Work request: From the IVF screening article below, pull out everything from "A woman aged" down to "60 per cent." and copy it word for word.

Text passage:

____

London, October 22 (ANI): US scientists have developed an IVF
process that could give a woman in her early forties the same chance of
becoming pregnant as a 32-year-old.
They claimed that the screening treatment could improve a
42-year-old’s odds of having a baby from 13 per cent to 60 per cent, the Daily
Mail reported.
It works by picking only the embryos most likely to create a
healthy foetus, slashing the odds of miscarriage.
Crucially, it also involves the embryos being frozen for at
least a month after IVF to allow the woman’s reproductive organs to return to
normal.
Scientists believe that the powerful fertility-boosting drugs
given during IVF can harm the embryo if it is put into the womb too soon.
A woman aged 40 to 42 typically has a low chance of becoming pregnant with IVF
and is unlikely to conceive naturally. But the researchers from Colorado said
that their procedure could boost success rates to 60 per cent.
Patients will pay 2,000 pounds for the test, on top of a cycle
of IVF costing 3,000 pounds to 4,000 pounds a course. The process has already
been used on 1,200 women in the US.
Called comprehensive chromosome screening with vitrification, it
involves taking a few cells from a blastocyst – an embryo just five or six days
old.
An ideal blastocyst has 46 chromosomes – 23 each from the sperm
and the egg. The wrong chromosome count reduces the odds of pregnancy – or
‘implantation’ – and raises the risk of miscarriage. Only if the cells have 46
chromosomes is the embryo frozen.
Some women will not have good enough embryos and will never
become pregnant no matter how many times they have IVF. So, the scientists said
the screening could spare them the heartache of further costly treatments.

____

Information supplied:
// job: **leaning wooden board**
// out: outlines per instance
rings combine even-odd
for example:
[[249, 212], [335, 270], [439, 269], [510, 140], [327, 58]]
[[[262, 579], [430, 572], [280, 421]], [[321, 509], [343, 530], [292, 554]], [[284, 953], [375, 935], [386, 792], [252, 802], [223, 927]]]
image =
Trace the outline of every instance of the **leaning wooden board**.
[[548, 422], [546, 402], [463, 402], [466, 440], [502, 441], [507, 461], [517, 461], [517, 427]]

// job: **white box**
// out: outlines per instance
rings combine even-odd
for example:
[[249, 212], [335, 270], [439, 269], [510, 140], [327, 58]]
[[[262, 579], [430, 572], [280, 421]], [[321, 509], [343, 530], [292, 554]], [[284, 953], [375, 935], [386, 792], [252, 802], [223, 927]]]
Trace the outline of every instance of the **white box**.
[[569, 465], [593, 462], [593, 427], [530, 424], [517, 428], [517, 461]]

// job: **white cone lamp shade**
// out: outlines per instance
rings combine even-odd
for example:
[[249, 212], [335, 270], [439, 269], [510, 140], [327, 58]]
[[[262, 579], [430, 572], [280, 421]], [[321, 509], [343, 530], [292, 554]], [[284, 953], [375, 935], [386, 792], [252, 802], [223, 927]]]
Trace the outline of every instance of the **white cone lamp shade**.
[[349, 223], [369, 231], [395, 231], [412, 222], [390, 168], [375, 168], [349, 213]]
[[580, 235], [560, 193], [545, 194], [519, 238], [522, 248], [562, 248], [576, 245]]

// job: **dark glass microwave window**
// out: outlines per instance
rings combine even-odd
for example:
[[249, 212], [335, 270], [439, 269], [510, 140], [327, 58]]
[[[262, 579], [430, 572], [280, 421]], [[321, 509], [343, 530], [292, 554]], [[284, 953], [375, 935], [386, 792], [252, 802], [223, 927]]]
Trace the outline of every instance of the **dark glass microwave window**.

____

Written solution:
A woman aged 40 to 42 typically has a low chance of becoming pregnant with IVF
and is unlikely to conceive naturally. But the researchers from Colorado said
that their procedure could boost success rates to 60 per cent.